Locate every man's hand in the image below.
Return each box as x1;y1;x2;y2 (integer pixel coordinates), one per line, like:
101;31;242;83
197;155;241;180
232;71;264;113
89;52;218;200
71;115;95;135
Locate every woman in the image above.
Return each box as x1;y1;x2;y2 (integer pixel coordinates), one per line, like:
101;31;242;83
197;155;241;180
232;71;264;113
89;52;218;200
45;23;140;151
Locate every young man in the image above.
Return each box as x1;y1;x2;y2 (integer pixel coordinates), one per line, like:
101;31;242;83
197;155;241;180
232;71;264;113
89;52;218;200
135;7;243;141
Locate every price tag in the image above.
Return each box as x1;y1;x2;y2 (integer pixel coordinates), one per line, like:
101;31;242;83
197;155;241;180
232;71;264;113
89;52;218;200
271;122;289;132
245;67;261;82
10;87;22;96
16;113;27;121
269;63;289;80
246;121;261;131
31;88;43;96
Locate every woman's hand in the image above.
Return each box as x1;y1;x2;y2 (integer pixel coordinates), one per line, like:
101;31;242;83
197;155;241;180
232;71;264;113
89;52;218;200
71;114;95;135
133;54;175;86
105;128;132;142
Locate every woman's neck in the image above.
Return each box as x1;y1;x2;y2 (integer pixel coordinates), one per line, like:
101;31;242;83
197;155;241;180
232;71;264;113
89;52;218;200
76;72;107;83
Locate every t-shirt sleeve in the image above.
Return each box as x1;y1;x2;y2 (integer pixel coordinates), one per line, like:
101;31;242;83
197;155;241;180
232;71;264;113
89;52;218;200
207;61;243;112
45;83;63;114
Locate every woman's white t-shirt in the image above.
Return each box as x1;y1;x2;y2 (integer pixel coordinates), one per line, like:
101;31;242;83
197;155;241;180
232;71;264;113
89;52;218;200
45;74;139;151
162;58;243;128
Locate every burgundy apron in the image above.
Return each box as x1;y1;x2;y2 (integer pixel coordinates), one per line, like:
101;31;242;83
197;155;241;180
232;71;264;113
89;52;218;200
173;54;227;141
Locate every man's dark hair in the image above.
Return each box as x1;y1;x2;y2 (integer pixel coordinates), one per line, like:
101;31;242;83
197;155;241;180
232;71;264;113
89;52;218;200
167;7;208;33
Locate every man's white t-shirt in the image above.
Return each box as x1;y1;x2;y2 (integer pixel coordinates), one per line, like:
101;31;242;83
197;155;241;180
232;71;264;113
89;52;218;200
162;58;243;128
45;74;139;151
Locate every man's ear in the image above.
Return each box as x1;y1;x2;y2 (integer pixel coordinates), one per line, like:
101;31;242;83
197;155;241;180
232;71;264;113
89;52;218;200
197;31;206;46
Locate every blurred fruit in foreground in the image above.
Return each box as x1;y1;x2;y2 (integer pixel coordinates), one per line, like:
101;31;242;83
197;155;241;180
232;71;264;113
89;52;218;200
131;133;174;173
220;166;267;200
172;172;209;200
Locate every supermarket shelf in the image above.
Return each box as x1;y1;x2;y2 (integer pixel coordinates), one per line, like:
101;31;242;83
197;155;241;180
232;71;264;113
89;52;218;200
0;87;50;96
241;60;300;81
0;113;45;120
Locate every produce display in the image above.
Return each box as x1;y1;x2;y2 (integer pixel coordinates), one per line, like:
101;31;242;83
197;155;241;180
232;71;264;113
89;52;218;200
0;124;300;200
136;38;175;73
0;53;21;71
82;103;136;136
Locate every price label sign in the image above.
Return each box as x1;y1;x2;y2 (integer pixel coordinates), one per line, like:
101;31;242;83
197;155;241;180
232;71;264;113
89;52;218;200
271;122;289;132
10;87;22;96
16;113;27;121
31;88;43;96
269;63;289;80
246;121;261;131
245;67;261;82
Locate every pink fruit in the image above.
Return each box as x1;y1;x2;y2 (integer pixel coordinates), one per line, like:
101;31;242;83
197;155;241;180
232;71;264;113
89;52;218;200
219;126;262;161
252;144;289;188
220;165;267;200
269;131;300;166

:::

● BRIEF
Print all of the data above again, every line unchanged and in the same order.

● THE RESPONSE
Locate every man's hand in the image below.
Return each box as x1;y1;x2;y2 (integer pixel coordinates), one per line, like:
101;31;242;83
197;155;241;180
232;71;264;113
89;52;218;200
71;115;95;135
Locate every woman in the image above.
Return each box as x1;y1;x2;y2 (integer pixel coordinates), one per line, like:
101;31;242;83
197;155;241;180
232;71;264;113
89;52;218;200
45;23;140;151
Locate every young man in the image above.
Return each box as x1;y1;x2;y2 (integer pixel coordinates), one per line, like:
101;31;242;83
197;155;241;180
232;71;264;113
89;52;218;200
135;7;243;141
Locate every price tag in the image above.
Return each box as x1;y1;x2;y2 (integer pixel coordinates), one per line, like:
101;31;242;83
197;155;241;180
232;71;264;113
89;52;218;200
271;122;289;132
245;67;261;82
10;87;22;96
16;113;27;121
269;63;289;80
246;121;261;131
31;88;43;96
Locate every woman's hand in the image above.
Return each box as x1;y1;x2;y2 (integer pixel coordinates), one per line, like:
101;31;242;83
197;155;241;180
232;71;264;113
89;52;218;200
71;114;95;135
133;54;175;86
105;128;132;142
Locate every woman's neck in the image above.
Return each box as x1;y1;x2;y2 (integer pixel coordinates), one per line, like:
101;31;242;83
197;155;241;180
232;71;264;113
89;52;218;200
76;72;107;83
Locate every t-shirt sleeve in the image above.
Return each box as x1;y1;x2;y2 (integer pixel coordinates), one per line, like:
101;31;242;83
197;155;241;180
232;71;264;113
89;52;218;200
207;61;243;112
45;83;63;114
Locate every woman's white t-shirt in the image above.
Return each box as x1;y1;x2;y2 (integer pixel coordinates), one per line, like:
101;31;242;83
197;155;241;180
232;71;264;113
89;52;218;200
45;74;139;151
162;58;243;128
Locate every burgundy apron in the image above.
Return each box as x1;y1;x2;y2 (integer pixel coordinates), one per line, like:
101;31;242;83
197;155;241;180
232;71;264;113
89;52;218;200
173;54;227;141
Locate every man's dark hair in the image above.
Return each box as x1;y1;x2;y2 (integer pixel coordinates), one per line, like:
101;31;242;83
197;155;241;180
232;71;264;113
89;52;218;200
167;7;208;33
Locate every man's white t-shirt in the image above.
Return each box as x1;y1;x2;y2 (integer pixel coordinates), one per line, like:
101;31;242;83
197;155;241;180
232;71;264;113
89;52;218;200
162;58;243;128
45;74;139;151
Locate every man's ear in the image above.
Return each box as x1;y1;x2;y2 (integer pixel coordinates), one per line, like:
101;31;242;83
197;155;241;180
232;71;264;113
89;52;218;200
197;31;206;46
Locate every blurred fruit in foreground in the image above.
Return each box as x1;y1;x2;y2 (integer pixel coordinates), one per line, like:
101;31;242;83
197;155;241;180
232;71;264;113
89;52;218;200
131;133;174;173
220;166;267;200
172;172;209;200
Locate every supermarket shelf in the image above.
Return each box as x1;y1;x2;y2 (integer pixel coordinates), one per line, like:
101;31;242;83
197;155;241;180
232;71;264;113
89;52;218;200
0;87;50;96
241;60;300;81
0;113;45;120
Locate every produce display in the image above.
Return each box as x1;y1;x2;y2 (integer pixel coordinates), one per line, like:
101;31;242;83
197;155;241;180
232;71;264;113
89;52;218;200
0;124;300;200
136;38;175;73
0;53;21;71
82;103;136;136
Locate every price label sign in the image above.
Return each box as x1;y1;x2;y2 (integer pixel coordinates), one per line, like:
101;31;242;83
197;155;241;180
232;71;264;113
89;52;218;200
271;122;289;132
10;87;22;96
16;113;27;121
31;88;43;96
269;63;289;80
246;121;261;131
245;67;261;82
Locate every pink fruit in the image above.
Return each box as x1;y1;x2;y2 (integer pixel coordinates), one per line, like:
101;31;242;83
197;155;241;180
232;71;264;113
89;52;218;200
219;126;262;161
252;144;289;188
220;165;267;200
269;131;300;166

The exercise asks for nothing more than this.